■ Texte à lire:
####

28 — 31.05.2025
En portugais, « borda » signifie à la fois la broderie, l’ornement, mais aussi la limite, la marge, ce qui sépare. Les frontières géographiques et politiques engendrent des oppositions : hospitalité et hostilité, autochtone et allochtone. Qui est à sa place et qui est exclu ? Qui a le droit d'être ? Au sens figuré, « borda » désigne aussi l’imagination, cette faculté qui nous permet de franchir et de transcender les frontières.
Avec une nouvelle génération de danseur·euses, la chorégraphe Lia Rodrigues tisse une broderie fluide, où les lisières bougent, flottent et dansent. Dans son style caractéristique, qui s’appuie sur l’énergie du collectif et l’utilisation de matériaux simples comme le textile et le plastique, elle crée un ballet singulier entre les corps et la matière, dont seule Rodrigues semble détenir la recette. Les corps s’agglomèrent en constellations, forment des masses, puis se dispersent. Avec une grande délicatesse, ce qui était séparé est à nouveau uni, faisant apparaître une succession de puissantes images et de tableaux colorés.
Après ses créations triomphales Fúria et Encantado (Kunstenfestivaldesarts 2019 et 2022), Rodrigues nous offre à nouveau un écrin de réconfort et d’espoir. Pour la première fois, elle présente sa nouvelle création en première à Bruxelles, en clôture de la 30e édition du festival.

####

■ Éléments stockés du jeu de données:
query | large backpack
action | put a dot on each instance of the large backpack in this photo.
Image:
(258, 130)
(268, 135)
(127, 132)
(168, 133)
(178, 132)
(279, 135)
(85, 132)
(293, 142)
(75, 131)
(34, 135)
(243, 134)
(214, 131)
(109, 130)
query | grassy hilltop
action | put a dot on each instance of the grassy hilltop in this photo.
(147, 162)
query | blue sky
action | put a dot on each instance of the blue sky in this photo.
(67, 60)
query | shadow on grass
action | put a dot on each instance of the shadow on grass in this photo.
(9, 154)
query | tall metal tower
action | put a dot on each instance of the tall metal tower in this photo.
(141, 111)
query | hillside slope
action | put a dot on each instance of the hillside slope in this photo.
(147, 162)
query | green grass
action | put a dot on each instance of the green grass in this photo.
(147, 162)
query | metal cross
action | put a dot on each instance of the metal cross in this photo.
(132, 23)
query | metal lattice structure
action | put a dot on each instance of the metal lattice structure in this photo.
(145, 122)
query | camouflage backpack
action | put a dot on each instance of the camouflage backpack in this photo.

####

■ Explorer le contenu:
A - D'après le texte à lire, pourquoi le mot « borda » peut-il désigner l'imagination au sens figuré ? Répondez en une à trois phrases.
B - Comment traduire en anglais cette phrase du texte à lire : « Les corps s’agglomèrent en constellations, forment des masses, puis se dispersent. » ?
C - Selon le texte à lire, quels matériaux simples la chorégraphe utilise-t-elle dans son style caractéristique ?

■ Réponses par tâche:
A - Au sens figuré, « borda » désigne l'imagination parce que celle-ci est la faculté qui nous permet de franchir et de transcender les frontières.

B - The bodies cluster into constellations, form masses, then scatter.

C - Le textile et le plastique.